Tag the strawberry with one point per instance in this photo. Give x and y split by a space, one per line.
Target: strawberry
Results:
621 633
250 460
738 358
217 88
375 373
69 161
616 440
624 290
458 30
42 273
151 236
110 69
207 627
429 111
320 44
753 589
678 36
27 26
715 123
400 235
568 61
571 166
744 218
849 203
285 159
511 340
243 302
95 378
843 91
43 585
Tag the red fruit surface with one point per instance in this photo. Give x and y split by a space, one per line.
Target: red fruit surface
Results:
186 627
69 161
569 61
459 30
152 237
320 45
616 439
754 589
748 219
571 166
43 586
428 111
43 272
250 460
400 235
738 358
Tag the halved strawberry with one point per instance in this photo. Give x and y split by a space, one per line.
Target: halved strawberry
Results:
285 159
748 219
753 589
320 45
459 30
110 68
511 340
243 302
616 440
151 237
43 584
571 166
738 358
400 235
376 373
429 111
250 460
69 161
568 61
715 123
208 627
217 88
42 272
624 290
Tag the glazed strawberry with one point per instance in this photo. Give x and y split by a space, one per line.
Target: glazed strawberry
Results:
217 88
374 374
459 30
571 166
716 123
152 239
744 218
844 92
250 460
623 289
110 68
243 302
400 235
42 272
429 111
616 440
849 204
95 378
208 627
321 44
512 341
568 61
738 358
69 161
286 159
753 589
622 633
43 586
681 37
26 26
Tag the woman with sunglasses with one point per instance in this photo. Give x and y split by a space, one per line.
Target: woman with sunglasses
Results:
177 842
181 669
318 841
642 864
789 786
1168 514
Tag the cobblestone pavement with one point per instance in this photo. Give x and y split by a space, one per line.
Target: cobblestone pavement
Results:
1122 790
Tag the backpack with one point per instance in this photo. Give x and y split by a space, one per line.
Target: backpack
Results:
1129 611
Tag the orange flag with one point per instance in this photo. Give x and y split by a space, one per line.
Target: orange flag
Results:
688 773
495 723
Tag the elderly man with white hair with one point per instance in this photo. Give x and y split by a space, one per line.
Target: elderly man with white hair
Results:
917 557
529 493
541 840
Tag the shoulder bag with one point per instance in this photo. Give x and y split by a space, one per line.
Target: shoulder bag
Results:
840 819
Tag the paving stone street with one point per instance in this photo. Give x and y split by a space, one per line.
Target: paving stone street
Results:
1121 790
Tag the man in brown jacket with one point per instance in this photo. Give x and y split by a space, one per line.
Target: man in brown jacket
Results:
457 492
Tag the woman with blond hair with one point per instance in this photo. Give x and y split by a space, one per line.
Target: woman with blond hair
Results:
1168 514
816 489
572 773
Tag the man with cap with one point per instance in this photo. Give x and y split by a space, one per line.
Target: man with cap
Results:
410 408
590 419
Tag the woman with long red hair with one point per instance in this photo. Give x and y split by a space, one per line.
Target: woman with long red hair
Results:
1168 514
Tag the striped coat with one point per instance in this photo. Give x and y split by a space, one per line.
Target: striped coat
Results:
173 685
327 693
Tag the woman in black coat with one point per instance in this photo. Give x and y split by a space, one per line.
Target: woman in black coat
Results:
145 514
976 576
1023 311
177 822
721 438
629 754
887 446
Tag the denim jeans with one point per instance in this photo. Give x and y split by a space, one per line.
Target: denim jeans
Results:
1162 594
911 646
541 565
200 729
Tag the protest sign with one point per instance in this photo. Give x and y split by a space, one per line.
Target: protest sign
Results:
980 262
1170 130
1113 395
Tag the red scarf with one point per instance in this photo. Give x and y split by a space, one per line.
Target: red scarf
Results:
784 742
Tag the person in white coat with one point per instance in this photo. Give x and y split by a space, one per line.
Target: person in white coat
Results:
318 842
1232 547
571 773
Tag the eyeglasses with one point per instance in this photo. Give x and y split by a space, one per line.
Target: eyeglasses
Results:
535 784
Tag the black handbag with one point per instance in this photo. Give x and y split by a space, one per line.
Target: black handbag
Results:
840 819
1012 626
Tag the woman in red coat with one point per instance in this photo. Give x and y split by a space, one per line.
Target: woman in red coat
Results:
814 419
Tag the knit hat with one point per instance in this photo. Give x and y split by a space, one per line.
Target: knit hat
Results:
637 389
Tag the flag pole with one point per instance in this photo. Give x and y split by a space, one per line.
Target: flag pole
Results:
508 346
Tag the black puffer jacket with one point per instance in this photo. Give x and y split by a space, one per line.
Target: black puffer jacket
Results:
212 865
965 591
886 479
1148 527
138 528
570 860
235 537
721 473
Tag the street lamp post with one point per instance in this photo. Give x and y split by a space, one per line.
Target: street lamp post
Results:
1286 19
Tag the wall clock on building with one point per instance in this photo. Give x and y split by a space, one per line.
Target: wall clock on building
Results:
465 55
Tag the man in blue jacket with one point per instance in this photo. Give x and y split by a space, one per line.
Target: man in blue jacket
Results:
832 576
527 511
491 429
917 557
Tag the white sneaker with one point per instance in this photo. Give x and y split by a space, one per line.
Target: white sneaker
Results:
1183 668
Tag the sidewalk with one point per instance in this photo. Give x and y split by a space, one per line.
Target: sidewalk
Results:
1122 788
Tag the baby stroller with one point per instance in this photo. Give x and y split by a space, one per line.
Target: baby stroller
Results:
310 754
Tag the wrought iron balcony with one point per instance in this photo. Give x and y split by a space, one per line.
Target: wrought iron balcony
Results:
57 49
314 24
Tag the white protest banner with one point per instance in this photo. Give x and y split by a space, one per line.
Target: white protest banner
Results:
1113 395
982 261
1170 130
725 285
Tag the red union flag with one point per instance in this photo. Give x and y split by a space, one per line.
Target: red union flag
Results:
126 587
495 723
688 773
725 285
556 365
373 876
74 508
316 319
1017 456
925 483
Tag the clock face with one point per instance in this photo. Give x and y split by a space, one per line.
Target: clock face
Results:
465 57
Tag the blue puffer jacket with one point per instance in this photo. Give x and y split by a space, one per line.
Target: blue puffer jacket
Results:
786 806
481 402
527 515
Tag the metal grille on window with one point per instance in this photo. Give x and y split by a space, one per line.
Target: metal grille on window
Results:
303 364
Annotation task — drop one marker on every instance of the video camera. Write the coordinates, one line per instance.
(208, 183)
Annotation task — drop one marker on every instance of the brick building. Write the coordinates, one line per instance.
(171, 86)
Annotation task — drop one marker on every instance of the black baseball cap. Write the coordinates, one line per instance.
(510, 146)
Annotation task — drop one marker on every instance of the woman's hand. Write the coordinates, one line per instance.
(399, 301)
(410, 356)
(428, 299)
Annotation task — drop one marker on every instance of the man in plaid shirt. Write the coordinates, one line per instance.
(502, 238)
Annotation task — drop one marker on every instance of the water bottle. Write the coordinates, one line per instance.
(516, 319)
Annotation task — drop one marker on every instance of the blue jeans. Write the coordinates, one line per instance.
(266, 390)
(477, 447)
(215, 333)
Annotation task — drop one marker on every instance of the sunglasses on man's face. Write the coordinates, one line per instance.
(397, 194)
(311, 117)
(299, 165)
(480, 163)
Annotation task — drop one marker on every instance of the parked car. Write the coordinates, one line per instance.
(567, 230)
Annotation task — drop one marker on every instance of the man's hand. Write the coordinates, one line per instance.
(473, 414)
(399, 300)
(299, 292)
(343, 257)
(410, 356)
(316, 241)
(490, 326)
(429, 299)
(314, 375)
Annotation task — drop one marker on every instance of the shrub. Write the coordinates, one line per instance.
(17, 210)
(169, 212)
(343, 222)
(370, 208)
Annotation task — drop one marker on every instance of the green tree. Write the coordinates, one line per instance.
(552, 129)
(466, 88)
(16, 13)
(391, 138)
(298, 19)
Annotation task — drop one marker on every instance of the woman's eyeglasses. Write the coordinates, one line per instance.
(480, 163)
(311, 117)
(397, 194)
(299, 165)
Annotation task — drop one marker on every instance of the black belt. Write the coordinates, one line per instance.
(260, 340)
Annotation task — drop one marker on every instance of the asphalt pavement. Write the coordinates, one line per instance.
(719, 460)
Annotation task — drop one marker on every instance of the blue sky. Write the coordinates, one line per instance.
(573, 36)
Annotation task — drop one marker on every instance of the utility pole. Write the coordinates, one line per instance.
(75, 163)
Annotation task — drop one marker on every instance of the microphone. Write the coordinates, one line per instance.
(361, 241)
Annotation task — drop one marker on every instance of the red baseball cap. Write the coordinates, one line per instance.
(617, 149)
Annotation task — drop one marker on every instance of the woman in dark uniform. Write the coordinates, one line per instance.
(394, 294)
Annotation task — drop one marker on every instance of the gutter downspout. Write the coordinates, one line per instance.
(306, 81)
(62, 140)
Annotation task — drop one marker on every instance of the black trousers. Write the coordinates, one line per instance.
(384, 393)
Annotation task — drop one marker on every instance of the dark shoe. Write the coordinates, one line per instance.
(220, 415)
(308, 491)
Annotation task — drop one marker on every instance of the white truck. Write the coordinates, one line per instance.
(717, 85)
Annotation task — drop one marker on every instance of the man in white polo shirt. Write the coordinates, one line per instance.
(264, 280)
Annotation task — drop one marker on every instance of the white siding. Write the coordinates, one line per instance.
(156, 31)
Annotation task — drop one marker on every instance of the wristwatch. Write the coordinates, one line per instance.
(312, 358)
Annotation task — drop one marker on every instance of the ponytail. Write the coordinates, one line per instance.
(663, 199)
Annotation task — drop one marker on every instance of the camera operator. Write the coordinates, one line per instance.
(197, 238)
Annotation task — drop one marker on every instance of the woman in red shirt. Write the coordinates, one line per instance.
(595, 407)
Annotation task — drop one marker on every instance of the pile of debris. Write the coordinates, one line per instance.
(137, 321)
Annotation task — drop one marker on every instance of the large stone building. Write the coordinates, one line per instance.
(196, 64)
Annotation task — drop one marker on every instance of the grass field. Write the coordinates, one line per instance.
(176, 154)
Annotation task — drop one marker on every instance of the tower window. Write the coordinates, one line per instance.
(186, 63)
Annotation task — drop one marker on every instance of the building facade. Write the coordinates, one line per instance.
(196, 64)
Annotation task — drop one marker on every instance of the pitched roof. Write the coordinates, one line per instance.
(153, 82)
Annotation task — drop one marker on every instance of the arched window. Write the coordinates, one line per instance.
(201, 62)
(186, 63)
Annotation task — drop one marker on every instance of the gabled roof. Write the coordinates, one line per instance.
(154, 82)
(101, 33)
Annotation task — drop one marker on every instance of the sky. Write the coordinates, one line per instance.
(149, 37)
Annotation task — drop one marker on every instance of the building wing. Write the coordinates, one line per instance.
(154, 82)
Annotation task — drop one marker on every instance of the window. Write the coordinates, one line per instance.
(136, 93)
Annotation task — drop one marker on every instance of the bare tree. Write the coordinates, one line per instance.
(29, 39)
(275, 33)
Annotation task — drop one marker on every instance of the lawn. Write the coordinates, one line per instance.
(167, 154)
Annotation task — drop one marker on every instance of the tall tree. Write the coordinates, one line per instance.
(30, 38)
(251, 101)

-=-=-

AIM OF THE TASK — Please extract exactly, and only, the lines from the line containing "of the pitched" through the last line of the records.

RESPONSE BELOW —
Annotation task — drop one marker on every instance of the pitched roof. Write the coordinates, one line per instance.
(153, 82)
Annotation task — drop one marker on every instance of the arched window. Write the coordinates, one line per instance.
(201, 62)
(186, 63)
Annotation task — drop one marker on every instance of the gabled roof. Write the coordinates, one line per instance.
(154, 82)
(101, 33)
Annotation task — drop one marker on every instance of the sky. Write the coordinates, one line per instance.
(149, 37)
Annotation task — drop one marker on every instance of the building wing. Write the coordinates, one line per instance.
(154, 82)
Annotation task — drop one marker on every instance of the window. Write the coordinates, one line per instance.
(136, 93)
Annotation task — drop one marker on every instance of the bare tree. Write the coordinates, one line per instance.
(29, 39)
(275, 33)
Annotation task — drop one marker on every instance of the lawn. Write the coordinates, one line per instance.
(167, 154)
Annotation task — drop one marker on every instance of the tall tree. Write the coordinates, one line per instance.
(30, 38)
(251, 101)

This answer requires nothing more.